**EXCERPT PROVIDED:**
Cadence’s Brian Fuller is a bit more optimistic about driverless cars. He says that from the standpoint of safety, efficiency and environment, autonomous vehicles will be a big step forward—if and when some critical problems are solved.

And along the same lines, Ansys’ Kaustubh Nande questions why traffic deaths remain so high and what impact driverless cars can have as the number of automobiles on the road continues to rise.

Synopsys’ Richard Solomon unveils the company’s new candy-coated marketing approach—purple PCI-SIG M&Ms. These melt in your design, not in your hands.

ARM’s David Maidment a look inside Android wearables. Included are some photos of what’s underneath the cover—literally.

Applied Materials’ Connie Duncan points to a video from SPIETV about SADP—self-aligned double patterning—all the way through to quad-patterning and nano-imprint. These are tough problems to solve, for sure.

Mentor’s J VanDomelen looks at the prospect of printing parts on demand in outer space. That should save on spare parts storage.

Cadence’s Richard Goering distills down a DAC panel on FinFET design. There are no roadblocks, but the devil in this case is in the details—loads of them. And if you’re an AMS designer, the learning curve will be a killer.

Ansys’ Justin Nescott picks the top five engineering articles for the week. Check out the maglev pod transit system under construction in Israel. There are a handful of magnetic levitation mass transit systems in use in China, South Korea and Japan.

Synopsys’ Mick Posner discusses FPGA prototyping, PCIe and off-roading in the same blog. There are no issues here with work-life balance.

Mentor’s Robin Bornoff has replaced the term “complexity” with “cluttered.” It may be time to put some order back into the packaging process.

What’s the technology underneath Amazon’s Paperwhite technology? ARM’s Lori Kate Smith points to an intriguing video about optical tradeoffs.

**EXCERPTED RECORDS:**
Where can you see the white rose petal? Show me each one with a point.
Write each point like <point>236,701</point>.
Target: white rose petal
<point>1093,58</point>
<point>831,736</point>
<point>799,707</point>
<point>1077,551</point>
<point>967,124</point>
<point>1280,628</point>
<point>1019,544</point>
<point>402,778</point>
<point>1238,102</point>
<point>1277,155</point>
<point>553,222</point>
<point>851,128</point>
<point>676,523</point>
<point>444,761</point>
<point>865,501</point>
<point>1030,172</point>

**REQUIRED TASK:**
Copy out the full roundup of company blog posts given above, word for word, with nothing changed or left out.

**RESULT:**
Cadence’s Brian Fuller is a bit more optimistic about driverless cars. He says that from the standpoint of safety, efficiency and environment, autonomous vehicles will be a big step forward—if and when some critical problems are solved.

And along the same lines, Ansys’ Kaustubh Nande questions why traffic deaths remain so high and what impact driverless cars can have as the number of automobiles on the road continues to rise.

Synopsys’ Richard Solomon unveils the company’s new candy-coated marketing approach—purple PCI-SIG M&Ms. These melt in your design, not in your hands.

ARM’s David Maidment a look inside Android wearables. Included are some photos of what’s underneath the cover—literally.

Applied Materials’ Connie Duncan points to a video from SPIETV about SADP—self-aligned double patterning—all the way through to quad-patterning and nano-imprint. These are tough problems to solve, for sure.

Mentor’s J VanDomelen looks at the prospect of printing parts on demand in outer space. That should save on spare parts storage.

Cadence’s Richard Goering distills down a DAC panel on FinFET design. There are no roadblocks, but the devil in this case is in the details—loads of them. And if you’re an AMS designer, the learning curve will be a killer.

Ansys’ Justin Nescott picks the top five engineering articles for the week. Check out the maglev pod transit system under construction in Israel. There are a handful of magnetic levitation mass transit systems in use in China, South Korea and Japan.

Synopsys’ Mick Posner discusses FPGA prototyping, PCIe and off-roading in the same blog. There are no issues here with work-life balance.

Mentor’s Robin Bornoff has replaced the term “complexity” with “cluttered.” It may be time to put some order back into the packaging process.

What’s the technology underneath Amazon’s Paperwhite technology? ARM’s Lori Kate Smith points to an intriguing video about optical tradeoffs.